◆ What needs to be done ◆
Which lines of the listing below contain the string "green"? Gather every one of them and copy each line in full, matching case exactly.

[Data provided start]

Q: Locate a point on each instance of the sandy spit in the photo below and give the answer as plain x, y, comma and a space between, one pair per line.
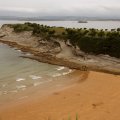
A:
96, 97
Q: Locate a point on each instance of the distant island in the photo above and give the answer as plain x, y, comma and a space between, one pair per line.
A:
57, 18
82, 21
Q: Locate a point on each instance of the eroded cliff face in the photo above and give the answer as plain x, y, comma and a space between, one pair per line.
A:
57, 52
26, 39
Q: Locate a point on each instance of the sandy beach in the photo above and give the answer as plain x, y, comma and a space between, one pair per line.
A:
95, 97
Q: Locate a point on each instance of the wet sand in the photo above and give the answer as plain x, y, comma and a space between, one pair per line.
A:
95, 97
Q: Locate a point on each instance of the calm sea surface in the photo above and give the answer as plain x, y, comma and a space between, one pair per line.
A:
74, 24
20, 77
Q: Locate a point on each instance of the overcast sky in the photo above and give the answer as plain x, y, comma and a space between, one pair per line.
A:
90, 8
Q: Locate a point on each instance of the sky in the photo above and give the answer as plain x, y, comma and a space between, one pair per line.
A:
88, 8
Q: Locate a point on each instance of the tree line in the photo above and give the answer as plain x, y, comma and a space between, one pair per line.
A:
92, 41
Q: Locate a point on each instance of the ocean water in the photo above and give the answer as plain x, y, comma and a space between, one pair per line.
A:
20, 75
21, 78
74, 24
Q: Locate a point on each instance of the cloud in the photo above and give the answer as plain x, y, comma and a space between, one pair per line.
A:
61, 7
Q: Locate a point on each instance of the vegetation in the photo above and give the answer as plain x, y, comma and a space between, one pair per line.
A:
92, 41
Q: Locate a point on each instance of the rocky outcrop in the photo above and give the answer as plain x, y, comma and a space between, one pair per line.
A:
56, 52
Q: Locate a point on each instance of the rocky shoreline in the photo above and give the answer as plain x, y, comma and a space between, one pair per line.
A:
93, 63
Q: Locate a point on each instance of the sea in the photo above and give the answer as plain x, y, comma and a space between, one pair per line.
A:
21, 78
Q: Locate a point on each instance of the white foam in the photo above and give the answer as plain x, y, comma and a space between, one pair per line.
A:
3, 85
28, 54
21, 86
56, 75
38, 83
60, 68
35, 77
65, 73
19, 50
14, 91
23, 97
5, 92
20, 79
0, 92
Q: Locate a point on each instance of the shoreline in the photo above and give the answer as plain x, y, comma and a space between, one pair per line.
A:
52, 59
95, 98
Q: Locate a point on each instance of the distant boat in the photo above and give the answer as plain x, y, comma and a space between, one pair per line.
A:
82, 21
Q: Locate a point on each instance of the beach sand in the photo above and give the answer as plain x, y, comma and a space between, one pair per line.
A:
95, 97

[Data provided end]
[Data provided start]

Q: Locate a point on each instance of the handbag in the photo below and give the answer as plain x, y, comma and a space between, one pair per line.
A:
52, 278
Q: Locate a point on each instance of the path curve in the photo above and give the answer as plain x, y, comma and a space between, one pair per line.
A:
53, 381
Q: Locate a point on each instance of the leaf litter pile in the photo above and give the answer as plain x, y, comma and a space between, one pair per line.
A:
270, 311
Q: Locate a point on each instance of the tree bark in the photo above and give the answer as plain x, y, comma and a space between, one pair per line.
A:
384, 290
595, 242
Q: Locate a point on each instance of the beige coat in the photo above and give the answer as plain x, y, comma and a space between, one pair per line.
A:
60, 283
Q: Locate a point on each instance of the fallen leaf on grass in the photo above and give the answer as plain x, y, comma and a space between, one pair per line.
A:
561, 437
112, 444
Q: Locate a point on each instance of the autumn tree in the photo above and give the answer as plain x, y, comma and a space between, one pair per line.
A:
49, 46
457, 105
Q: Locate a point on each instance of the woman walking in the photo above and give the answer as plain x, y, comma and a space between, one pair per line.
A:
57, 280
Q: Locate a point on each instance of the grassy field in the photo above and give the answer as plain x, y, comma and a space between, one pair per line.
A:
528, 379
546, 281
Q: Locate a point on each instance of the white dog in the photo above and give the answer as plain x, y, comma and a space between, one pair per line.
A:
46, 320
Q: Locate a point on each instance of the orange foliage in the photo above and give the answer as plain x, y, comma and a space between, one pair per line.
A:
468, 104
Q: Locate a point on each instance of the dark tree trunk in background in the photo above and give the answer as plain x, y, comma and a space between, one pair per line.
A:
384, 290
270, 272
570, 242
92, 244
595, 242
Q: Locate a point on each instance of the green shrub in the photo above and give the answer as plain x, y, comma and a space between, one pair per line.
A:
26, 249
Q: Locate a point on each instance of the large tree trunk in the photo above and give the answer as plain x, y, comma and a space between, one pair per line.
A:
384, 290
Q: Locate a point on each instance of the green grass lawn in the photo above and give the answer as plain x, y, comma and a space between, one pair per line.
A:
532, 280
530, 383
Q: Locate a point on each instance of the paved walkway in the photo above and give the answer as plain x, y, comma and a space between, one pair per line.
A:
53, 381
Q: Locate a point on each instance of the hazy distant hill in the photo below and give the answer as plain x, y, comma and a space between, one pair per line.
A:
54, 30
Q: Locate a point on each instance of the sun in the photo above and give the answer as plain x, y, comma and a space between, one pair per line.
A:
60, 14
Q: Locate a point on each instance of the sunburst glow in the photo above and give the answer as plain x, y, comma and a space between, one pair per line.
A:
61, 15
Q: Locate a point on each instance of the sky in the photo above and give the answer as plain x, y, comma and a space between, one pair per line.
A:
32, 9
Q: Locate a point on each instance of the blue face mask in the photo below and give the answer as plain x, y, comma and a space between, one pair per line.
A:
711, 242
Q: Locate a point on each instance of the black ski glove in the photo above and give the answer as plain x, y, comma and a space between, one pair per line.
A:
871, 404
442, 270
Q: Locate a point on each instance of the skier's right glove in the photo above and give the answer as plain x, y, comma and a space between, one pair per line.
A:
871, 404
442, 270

[Data provided end]

◆ Correct answer ◆
Q: Locate a point on each instance of the green shrub in the photo above and give the answer as plain x, y, comma and a space between, one pair per line.
Q: Locate a point on each instance of the green grass lawn in the photo above and give the answer as plain x, y, comma and a space between, one pair per line.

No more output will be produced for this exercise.